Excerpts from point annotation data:
------------------------

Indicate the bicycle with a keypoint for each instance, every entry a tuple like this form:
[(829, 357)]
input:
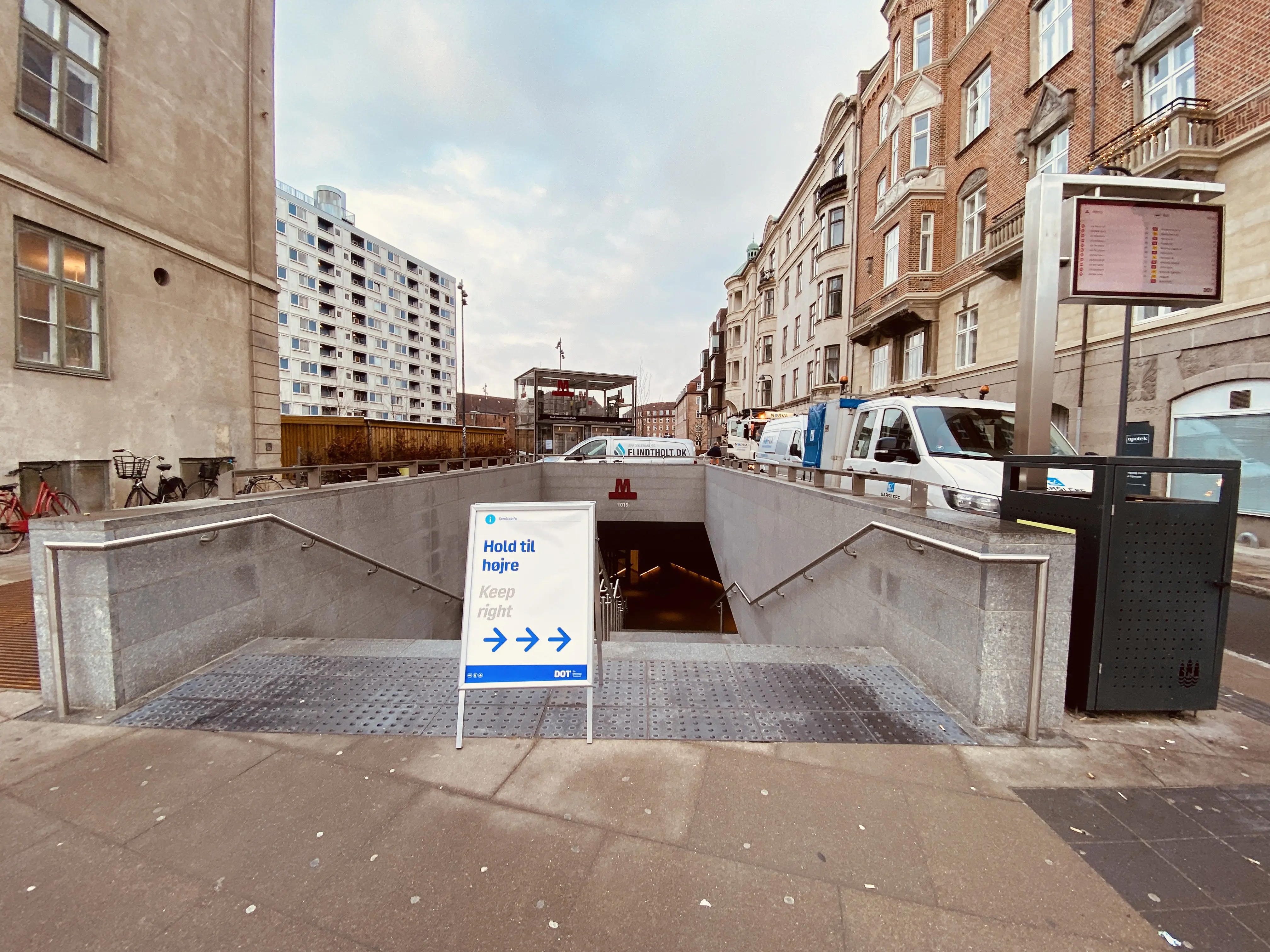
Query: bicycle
[(209, 477), (14, 521), (130, 466)]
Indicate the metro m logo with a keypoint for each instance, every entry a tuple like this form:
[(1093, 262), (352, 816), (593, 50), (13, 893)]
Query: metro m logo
[(623, 490)]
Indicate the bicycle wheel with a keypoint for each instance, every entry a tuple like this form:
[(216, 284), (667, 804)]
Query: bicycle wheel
[(63, 504), (201, 489), (174, 490), (9, 537)]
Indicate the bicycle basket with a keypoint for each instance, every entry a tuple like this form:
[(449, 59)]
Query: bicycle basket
[(129, 466)]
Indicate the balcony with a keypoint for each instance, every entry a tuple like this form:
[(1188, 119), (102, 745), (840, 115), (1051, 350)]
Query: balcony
[(1178, 141), (831, 190), (1005, 243)]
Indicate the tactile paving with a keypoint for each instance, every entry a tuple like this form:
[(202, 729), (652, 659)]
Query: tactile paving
[(655, 700)]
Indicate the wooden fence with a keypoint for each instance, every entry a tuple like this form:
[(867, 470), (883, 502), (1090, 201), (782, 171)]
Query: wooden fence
[(353, 440)]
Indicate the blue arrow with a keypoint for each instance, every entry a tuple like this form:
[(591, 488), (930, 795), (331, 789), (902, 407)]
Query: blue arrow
[(533, 640), (564, 640), (501, 640)]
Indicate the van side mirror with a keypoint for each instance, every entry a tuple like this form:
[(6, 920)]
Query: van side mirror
[(888, 452)]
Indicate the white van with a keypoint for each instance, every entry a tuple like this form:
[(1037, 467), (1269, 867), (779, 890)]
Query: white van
[(783, 441), (954, 446), (630, 450)]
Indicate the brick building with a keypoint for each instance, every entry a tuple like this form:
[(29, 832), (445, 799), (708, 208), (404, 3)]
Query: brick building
[(656, 419), (956, 118)]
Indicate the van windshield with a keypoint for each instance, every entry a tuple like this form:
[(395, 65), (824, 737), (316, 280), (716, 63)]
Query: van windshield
[(981, 434)]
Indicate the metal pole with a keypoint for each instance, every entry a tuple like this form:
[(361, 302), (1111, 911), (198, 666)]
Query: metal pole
[(459, 730), (1122, 421), (1038, 655), (58, 648), (463, 362)]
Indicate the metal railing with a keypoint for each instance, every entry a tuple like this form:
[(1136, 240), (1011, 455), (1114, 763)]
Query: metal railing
[(208, 534), (918, 494), (919, 544), (314, 474), (1180, 124)]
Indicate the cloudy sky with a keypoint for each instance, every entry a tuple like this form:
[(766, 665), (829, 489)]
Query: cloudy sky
[(592, 171)]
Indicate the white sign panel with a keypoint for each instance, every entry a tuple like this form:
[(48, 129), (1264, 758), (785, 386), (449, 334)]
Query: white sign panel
[(1146, 252), (529, 604)]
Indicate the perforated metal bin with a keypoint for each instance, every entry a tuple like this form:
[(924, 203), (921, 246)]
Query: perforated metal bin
[(1153, 575)]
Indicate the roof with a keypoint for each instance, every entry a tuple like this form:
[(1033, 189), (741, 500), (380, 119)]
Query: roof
[(585, 380)]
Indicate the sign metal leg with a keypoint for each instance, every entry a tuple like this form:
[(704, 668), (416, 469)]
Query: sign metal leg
[(591, 700), (459, 730)]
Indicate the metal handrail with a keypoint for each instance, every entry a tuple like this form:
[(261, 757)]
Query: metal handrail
[(918, 542), (206, 532)]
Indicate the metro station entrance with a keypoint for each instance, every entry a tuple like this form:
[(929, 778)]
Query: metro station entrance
[(668, 577)]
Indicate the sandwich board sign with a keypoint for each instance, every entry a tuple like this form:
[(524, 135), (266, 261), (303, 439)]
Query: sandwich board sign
[(529, 600)]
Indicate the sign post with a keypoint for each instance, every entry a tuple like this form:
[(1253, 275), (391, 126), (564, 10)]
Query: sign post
[(1104, 239), (529, 600)]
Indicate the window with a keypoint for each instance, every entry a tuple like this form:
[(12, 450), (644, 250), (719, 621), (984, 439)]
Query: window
[(915, 354), (838, 226), (891, 259), (879, 367), (60, 78), (1055, 20), (978, 103), (59, 303), (834, 305), (923, 28), (920, 143), (967, 338), (1052, 154), (926, 249), (975, 219), (864, 436), (831, 364), (1171, 75)]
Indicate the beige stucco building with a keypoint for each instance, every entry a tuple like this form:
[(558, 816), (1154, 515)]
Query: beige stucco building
[(138, 196), (783, 337)]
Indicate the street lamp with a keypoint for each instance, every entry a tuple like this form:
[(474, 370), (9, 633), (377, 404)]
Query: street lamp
[(463, 362)]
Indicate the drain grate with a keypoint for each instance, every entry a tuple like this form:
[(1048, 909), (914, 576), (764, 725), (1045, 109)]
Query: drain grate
[(639, 700)]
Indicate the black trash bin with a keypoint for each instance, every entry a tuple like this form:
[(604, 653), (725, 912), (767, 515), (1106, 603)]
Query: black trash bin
[(1153, 575)]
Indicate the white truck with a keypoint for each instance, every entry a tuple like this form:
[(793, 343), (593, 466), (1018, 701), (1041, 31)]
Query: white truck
[(952, 445)]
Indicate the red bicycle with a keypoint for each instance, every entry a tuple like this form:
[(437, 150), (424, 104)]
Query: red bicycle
[(14, 521)]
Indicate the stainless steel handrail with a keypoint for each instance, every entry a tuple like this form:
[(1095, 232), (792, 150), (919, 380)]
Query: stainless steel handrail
[(919, 542), (206, 532)]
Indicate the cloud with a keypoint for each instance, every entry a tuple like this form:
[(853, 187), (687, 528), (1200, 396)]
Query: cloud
[(592, 171)]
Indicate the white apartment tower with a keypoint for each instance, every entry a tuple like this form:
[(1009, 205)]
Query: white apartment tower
[(365, 329)]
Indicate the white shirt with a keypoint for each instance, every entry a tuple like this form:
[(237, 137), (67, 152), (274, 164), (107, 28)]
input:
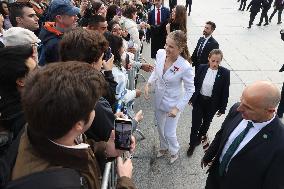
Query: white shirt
[(80, 145), (156, 12), (206, 39), (251, 133), (208, 82)]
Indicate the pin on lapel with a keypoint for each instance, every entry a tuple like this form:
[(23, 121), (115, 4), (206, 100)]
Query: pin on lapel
[(265, 136)]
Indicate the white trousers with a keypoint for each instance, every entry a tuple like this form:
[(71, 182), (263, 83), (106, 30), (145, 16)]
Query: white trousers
[(167, 127)]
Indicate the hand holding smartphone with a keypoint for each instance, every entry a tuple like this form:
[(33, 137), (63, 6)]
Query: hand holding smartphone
[(123, 133), (107, 54)]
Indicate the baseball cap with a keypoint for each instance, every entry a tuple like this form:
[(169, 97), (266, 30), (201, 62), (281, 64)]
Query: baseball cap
[(19, 36), (62, 7)]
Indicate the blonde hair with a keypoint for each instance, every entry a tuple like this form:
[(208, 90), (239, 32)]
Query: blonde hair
[(181, 41)]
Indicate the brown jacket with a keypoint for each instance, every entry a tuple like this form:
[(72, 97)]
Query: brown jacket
[(37, 154)]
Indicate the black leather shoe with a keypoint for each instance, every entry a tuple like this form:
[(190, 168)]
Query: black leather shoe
[(190, 150)]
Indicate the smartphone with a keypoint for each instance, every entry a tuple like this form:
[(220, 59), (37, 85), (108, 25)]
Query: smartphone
[(123, 132), (107, 54), (130, 44), (118, 12)]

------------------------

Duplicate the lines from the line with "Indicate the blue" to the line with "[(533, 640), (564, 640), (501, 640)]", keeping every character the same.

Indicate the blue arrow with a keypoint for each instance, every entry a tuple like this form:
[(591, 488), (930, 795), (331, 789), (902, 407)]
Query: blue arrow
[(533, 640), (564, 640), (501, 640)]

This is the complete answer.